Living in Phoenix, we have the luxury of visiting this lightly trafficked, intriguing historical and commanding scenic expanse on the spur of the moment. Our route usually leads directly to Galeyville, Paradise and Portal, up to Rustler Park, marveling through Cave Creek Canyon, a stop at the Research Station for a pricy T-shirt, winding down Pinery Canyon, into Chiricahua National Monument where we camp overnight; next morning picking up the route of The Last Cattle Drive on State Route 186, across the rolling grasslands and yucca lands of Sulphur Springs Valley (where, 10,000 years ago, you could have been trampled by a mammoth) to Tombstone.

The shortest route to Portal is via the San Simon-Paradise Road off Interstate 10, near the Arizona Port of Entry. The first seven miles are paved; after that you're dealing with allweather roads to Portal. Most Chiricahua roads are narrow and winding. At the entrance to Turkey Creek Canyon, a forest road sign says RVs no longer than 28 feet are allowed.

You connect with paved road again at Portal, which continues to the Cave Creek campgrounds and ends at the Research Station. If you need pavement all the way to get to Portal, you can take U.S. Highway 80 off 1-10 from Roadforks, over the border in New Mexico, south to the Portal Road turnoff just north of Rodeo. (Another few miles south will take you to the community of Apache and the Geronimo Surrender Monument; the actual surrender site is about seven miles up Skeleton Canyon Road.)

^^^^^^^^^^^^^^^^

§ **Task statement**: In the Chiricahua route text above, how many miles of the San Simon-Paradise Road are paved?

^^^^^^^^^^^^^^^^

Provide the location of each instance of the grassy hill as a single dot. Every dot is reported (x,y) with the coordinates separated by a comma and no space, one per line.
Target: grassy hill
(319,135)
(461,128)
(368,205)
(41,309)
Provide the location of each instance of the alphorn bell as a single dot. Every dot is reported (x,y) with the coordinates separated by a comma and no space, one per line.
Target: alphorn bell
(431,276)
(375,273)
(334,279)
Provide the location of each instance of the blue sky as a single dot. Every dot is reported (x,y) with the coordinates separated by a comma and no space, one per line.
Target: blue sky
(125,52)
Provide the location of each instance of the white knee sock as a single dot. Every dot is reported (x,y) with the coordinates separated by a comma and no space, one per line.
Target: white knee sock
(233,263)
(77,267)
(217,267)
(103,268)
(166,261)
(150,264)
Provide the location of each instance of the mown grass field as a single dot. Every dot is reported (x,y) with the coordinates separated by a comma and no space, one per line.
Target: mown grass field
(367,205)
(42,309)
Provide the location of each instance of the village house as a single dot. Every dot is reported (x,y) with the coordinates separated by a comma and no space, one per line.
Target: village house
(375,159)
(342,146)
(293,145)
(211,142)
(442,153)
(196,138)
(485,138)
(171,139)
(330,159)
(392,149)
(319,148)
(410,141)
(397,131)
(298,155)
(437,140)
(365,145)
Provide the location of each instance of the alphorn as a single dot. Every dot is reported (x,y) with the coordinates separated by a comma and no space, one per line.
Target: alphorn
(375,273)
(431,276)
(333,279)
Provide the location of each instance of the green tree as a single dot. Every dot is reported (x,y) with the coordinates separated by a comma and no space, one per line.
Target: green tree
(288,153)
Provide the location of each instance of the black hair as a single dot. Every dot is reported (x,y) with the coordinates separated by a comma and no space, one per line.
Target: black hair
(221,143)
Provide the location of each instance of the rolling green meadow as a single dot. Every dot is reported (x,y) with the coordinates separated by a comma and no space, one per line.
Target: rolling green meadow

^^^^^^^^^^^^^^^^

§ **Expected answer**: The first seven miles.